+++ Quelle +++
Energie : Europa weiterhin einer der weltgrößten Kohleverbraucher
Entgegen der eigenen Wahrnehmung als Vorreiter im Klimaschutz gehört Europa noch immer zu den weltweit größten Verschmutzern durch Kohlekraft. Dies ist eines der Ergebnisse des internationalen Coal Atlas 2015 (Kohleatlas), den die Heinrich-Böll-Stiftung in Brüssel vorstellte.
Der Kontinent habe dabei durch seine jahrzehntelange Nutzung der schmutzigen Technologie "eine historische und aktuelle Klimaschuld" und daher eine besondere Verantwortung, den Umstieg auf erneuerbare Energien voranzutreiben, erklärte der Vorstand der den Grünen nahestehenden Stiftung.
+++
• _Aufgabe 1_
Gib die Auflistung unverändert wieder, beginnend mit ihrer ersten Zeile und endend nach der Zeile, die „[[474, 233], [479, 253], [544, 228]]“ enthält.
+++ Datensatzliste +++
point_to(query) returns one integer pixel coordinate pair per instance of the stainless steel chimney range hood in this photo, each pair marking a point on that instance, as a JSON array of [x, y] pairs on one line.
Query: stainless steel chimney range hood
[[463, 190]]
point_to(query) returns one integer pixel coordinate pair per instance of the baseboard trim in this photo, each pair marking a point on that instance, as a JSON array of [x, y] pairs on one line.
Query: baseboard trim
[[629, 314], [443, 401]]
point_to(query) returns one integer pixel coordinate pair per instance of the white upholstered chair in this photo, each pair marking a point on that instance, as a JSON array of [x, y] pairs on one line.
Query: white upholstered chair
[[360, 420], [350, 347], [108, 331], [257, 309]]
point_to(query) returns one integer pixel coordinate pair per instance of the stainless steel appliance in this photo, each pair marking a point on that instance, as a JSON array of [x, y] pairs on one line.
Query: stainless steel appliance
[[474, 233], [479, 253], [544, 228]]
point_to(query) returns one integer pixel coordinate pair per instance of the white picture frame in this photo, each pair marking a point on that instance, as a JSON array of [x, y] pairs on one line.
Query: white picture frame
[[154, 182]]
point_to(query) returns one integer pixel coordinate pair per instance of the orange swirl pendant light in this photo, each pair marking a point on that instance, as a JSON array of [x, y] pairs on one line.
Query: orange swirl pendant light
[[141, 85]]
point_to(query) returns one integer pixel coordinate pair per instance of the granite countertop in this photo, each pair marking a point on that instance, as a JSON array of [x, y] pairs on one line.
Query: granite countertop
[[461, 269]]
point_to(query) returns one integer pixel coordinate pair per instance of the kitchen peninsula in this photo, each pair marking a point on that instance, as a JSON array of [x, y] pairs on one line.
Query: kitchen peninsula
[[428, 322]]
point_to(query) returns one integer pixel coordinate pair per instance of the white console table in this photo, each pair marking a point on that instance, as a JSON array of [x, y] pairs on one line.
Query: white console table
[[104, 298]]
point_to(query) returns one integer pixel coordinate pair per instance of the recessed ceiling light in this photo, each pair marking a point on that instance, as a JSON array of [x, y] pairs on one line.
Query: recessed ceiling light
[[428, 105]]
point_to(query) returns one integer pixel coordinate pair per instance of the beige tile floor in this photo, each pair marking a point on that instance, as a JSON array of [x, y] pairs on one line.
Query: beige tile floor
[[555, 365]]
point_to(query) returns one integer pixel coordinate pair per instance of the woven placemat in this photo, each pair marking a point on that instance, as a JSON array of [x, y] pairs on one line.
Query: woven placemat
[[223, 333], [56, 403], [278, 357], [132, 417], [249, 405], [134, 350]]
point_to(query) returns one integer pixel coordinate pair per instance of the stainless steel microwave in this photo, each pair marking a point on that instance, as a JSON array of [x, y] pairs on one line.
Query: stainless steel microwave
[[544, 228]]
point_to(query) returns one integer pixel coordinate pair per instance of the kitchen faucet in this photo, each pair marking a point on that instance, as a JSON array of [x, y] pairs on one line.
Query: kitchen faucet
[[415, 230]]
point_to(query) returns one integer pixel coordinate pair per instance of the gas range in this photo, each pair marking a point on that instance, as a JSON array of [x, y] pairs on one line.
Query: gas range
+++
• _Aufgabe 2_
Nenne alle Wörter aus der Quelle zum Kohleverbrauch Europas, die mit „Kohle“ beginnen.

• _Ergebnis der Übung 1_
point_to(query) returns one integer pixel coordinate pair per instance of the stainless steel chimney range hood in this photo, each pair marking a point on that instance, as a JSON array of [x, y] pairs on one line.
Query: stainless steel chimney range hood
[[463, 190]]
point_to(query) returns one integer pixel coordinate pair per instance of the baseboard trim in this photo, each pair marking a point on that instance, as a JSON array of [x, y] pairs on one line.
Query: baseboard trim
[[629, 314], [443, 401]]
point_to(query) returns one integer pixel coordinate pair per instance of the white upholstered chair in this photo, each pair marking a point on that instance, as a JSON array of [x, y] pairs on one line.
Query: white upholstered chair
[[360, 420], [350, 347], [108, 331], [257, 309]]
point_to(query) returns one integer pixel coordinate pair per instance of the stainless steel appliance in this photo, each pair marking a point on that instance, as a JSON array of [x, y] pairs on one line.
Query: stainless steel appliance
[[474, 233], [479, 253], [544, 228]]

• _Ergebnis der Übung 2_
Kohleverbraucher, Kohlekraft, Kohleatlas